#### [What you have to do]
Lay out each line of the listing below as a numbered list, omitting any blank lines.

Dataset excerpt

***

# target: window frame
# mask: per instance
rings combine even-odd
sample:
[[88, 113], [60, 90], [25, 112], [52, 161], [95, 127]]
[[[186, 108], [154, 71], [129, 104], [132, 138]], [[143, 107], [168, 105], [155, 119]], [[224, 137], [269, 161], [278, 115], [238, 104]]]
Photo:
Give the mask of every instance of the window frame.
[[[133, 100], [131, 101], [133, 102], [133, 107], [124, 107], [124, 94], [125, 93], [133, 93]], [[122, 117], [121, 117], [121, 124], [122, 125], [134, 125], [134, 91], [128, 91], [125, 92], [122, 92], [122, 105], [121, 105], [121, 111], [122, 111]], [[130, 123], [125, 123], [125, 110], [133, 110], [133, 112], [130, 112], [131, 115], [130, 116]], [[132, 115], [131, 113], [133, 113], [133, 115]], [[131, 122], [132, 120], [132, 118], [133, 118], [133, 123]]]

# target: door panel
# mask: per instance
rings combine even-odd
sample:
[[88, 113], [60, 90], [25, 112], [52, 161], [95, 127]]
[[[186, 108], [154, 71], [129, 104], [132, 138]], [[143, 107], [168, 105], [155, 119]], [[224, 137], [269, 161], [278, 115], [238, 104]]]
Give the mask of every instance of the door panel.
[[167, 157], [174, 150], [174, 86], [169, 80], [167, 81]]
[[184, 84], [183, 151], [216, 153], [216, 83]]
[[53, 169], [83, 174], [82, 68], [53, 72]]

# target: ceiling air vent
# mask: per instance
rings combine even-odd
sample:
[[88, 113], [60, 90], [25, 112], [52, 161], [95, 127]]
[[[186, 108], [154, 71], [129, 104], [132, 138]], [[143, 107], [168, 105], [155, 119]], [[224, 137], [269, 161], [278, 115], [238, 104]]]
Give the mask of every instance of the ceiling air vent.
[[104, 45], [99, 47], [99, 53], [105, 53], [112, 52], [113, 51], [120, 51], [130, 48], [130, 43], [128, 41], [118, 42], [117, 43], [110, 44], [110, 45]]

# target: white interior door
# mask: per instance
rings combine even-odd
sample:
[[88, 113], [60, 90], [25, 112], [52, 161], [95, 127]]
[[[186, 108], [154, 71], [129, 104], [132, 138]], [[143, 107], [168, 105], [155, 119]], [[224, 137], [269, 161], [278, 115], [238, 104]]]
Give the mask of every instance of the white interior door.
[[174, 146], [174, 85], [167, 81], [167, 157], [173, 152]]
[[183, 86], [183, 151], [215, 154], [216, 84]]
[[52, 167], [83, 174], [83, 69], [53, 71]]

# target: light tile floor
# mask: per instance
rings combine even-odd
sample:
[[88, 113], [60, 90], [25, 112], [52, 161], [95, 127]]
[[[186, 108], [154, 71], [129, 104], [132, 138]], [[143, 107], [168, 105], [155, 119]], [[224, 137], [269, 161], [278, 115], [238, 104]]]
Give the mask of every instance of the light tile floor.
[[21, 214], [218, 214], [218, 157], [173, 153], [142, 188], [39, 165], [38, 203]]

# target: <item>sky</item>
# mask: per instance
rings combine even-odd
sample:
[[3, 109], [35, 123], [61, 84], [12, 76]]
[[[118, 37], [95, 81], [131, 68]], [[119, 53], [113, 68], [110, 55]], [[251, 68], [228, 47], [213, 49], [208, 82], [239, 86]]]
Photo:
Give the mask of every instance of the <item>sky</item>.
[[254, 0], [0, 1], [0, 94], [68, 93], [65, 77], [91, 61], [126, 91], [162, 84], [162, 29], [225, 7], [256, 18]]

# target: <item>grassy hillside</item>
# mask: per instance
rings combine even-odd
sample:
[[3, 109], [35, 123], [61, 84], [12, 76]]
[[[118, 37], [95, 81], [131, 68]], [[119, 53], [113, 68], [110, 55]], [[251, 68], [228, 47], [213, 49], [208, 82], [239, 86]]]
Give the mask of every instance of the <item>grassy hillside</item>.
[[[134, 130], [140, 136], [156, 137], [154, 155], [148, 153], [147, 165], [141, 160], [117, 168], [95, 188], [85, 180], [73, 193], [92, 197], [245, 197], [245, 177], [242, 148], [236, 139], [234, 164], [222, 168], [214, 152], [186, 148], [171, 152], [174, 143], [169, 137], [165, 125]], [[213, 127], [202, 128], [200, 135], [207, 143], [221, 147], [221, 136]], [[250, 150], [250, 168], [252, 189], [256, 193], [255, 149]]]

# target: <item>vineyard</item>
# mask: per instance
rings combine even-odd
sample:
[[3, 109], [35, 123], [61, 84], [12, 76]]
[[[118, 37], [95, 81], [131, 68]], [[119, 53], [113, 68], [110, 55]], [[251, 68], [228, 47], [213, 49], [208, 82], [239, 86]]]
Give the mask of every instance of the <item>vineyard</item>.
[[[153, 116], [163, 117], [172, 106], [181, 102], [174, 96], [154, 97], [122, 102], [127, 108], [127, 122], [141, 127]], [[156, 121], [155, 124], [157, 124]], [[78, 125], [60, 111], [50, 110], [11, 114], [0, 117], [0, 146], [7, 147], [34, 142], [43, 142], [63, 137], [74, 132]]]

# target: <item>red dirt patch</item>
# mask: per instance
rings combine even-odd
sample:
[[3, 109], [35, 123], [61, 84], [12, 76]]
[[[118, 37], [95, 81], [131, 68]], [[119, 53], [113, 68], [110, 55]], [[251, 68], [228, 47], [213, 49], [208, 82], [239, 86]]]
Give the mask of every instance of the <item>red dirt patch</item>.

***

#### [Answer for this exercise]
1. # target: window frame
2. # mask: per instance
3. rings combine even-odd
4. sample:
5. [[88, 113], [60, 90], [25, 112], [52, 161], [95, 127]]
6. [[[186, 108], [154, 71], [129, 104], [132, 138]], [[143, 107], [168, 105], [155, 119]], [[224, 137], [269, 161], [278, 115], [238, 104]]]
7. Photo:
8. Give the mask of every instance of the window frame.
9. [[[133, 100], [131, 101], [133, 102], [133, 107], [124, 107], [124, 94], [125, 93], [133, 93]], [[122, 117], [121, 117], [121, 124], [122, 125], [134, 125], [134, 91], [128, 91], [125, 92], [122, 92], [122, 105], [121, 105], [121, 111], [122, 111]], [[130, 123], [125, 123], [125, 110], [133, 110], [133, 112], [130, 112], [131, 115], [130, 116]], [[132, 115], [131, 113], [133, 113], [133, 115]], [[131, 122], [132, 120], [132, 118], [133, 118], [133, 123]]]
10. # target: door panel
11. # mask: per instance
12. rings combine even-odd
13. sample:
14. [[88, 113], [60, 90], [25, 112], [52, 161], [95, 127]]
15. [[[186, 108], [154, 71], [129, 104], [132, 138]], [[143, 107], [168, 105], [155, 119]], [[224, 137], [269, 161], [278, 115], [238, 104]]]
16. Give the mask of every instance of the door panel.
17. [[167, 157], [174, 150], [174, 86], [169, 80], [167, 81]]
18. [[184, 84], [183, 151], [216, 153], [216, 83]]
19. [[53, 169], [83, 174], [82, 68], [53, 72]]
20. # target: ceiling air vent
21. # mask: per instance
22. rings combine even-odd
23. sample:
24. [[88, 113], [60, 90], [25, 112], [52, 161], [95, 127]]
25. [[[186, 108], [154, 71], [129, 104], [132, 138]], [[143, 107], [168, 105], [155, 119]], [[224, 137], [269, 161], [278, 115], [238, 104]]]
26. Give the mask of every instance of the ceiling air vent.
27. [[104, 45], [99, 47], [99, 53], [105, 53], [112, 52], [113, 51], [120, 51], [130, 48], [130, 43], [128, 41], [118, 42], [117, 43], [110, 44], [110, 45]]
28. # target: white interior door
29. # mask: per instance
30. rings combine even-odd
31. sample:
32. [[88, 113], [60, 90], [25, 112], [52, 161], [95, 127]]
33. [[[186, 108], [154, 71], [129, 104], [132, 138]], [[143, 107], [168, 105], [155, 119]], [[224, 137], [269, 161], [278, 115], [238, 104]]]
34. Give the mask of every instance of the white interior door.
35. [[174, 146], [174, 85], [167, 81], [167, 157], [173, 152]]
36. [[183, 86], [183, 151], [215, 154], [216, 84]]
37. [[52, 167], [83, 174], [83, 69], [53, 71]]
38. # target: light tile floor
39. # mask: per instance
40. rings combine even-odd
41. sample:
42. [[88, 113], [60, 90], [25, 112], [52, 161], [95, 127]]
43. [[[186, 108], [154, 71], [129, 104], [132, 138]], [[143, 107], [168, 105], [155, 119]], [[224, 137], [269, 161], [278, 115], [238, 104]]]
44. Give the mask of every instance of the light tile floor.
45. [[21, 214], [218, 214], [218, 157], [173, 153], [142, 188], [39, 165], [38, 203]]
46. # target: <item>sky</item>
47. # mask: per instance
48. rings combine even-odd
49. sample:
50. [[3, 109], [35, 123], [61, 84], [12, 76]]
51. [[[118, 37], [95, 81], [131, 68]], [[119, 53], [113, 68], [110, 55]], [[251, 68], [228, 47], [213, 49], [208, 82], [239, 86]]]
52. Photo:
53. Give the mask of every instance of the <item>sky</item>.
54. [[254, 0], [0, 1], [0, 94], [68, 93], [65, 77], [91, 61], [126, 91], [162, 84], [162, 29], [225, 7], [256, 18]]
55. # target: <item>grassy hillside</item>
56. # mask: per instance
57. rings combine even-odd
58. sample:
59. [[3, 109], [35, 123], [61, 84], [12, 76]]
60. [[[118, 37], [95, 81], [131, 68]], [[119, 53], [113, 68], [110, 55]], [[251, 68], [228, 47], [213, 49], [208, 82], [239, 86]]]
61. Give the mask of every instance of the <item>grassy hillside</item>.
62. [[[134, 130], [140, 136], [156, 137], [154, 155], [148, 153], [147, 165], [141, 160], [117, 168], [95, 188], [85, 180], [73, 193], [92, 197], [245, 197], [245, 177], [242, 148], [236, 139], [234, 164], [222, 168], [214, 152], [186, 148], [171, 152], [174, 143], [169, 137], [165, 125]], [[213, 127], [202, 128], [200, 135], [207, 143], [221, 147], [221, 136]], [[250, 150], [250, 168], [252, 189], [256, 193], [255, 149]]]
63. # target: <item>vineyard</item>
64. # mask: per instance
65. rings combine even-odd
66. sample:
67. [[3, 109], [35, 123], [61, 84], [12, 76]]
68. [[[118, 37], [95, 81], [131, 68]], [[119, 53], [113, 68], [110, 55]], [[251, 68], [228, 47], [213, 49], [208, 82], [239, 86]]]
69. Give the mask of every instance of the <item>vineyard</item>.
70. [[[153, 116], [163, 117], [172, 106], [181, 102], [174, 96], [154, 97], [122, 102], [127, 108], [127, 122], [141, 127]], [[156, 121], [155, 124], [157, 124]], [[78, 125], [60, 111], [50, 110], [11, 114], [0, 117], [0, 146], [7, 147], [34, 142], [43, 142], [63, 137], [74, 132]]]
71. # target: <item>red dirt patch</item>
72. # mask: per instance
73. rings combine even-odd
74. sample:
75. [[3, 109], [35, 123], [61, 84], [12, 76]]
76. [[[118, 37], [95, 81], [131, 68]], [[119, 53], [113, 68], [110, 55]], [[251, 68], [228, 47], [213, 49], [208, 82], [239, 86]]]
77. Give the mask of every instance of the <item>red dirt patch</item>.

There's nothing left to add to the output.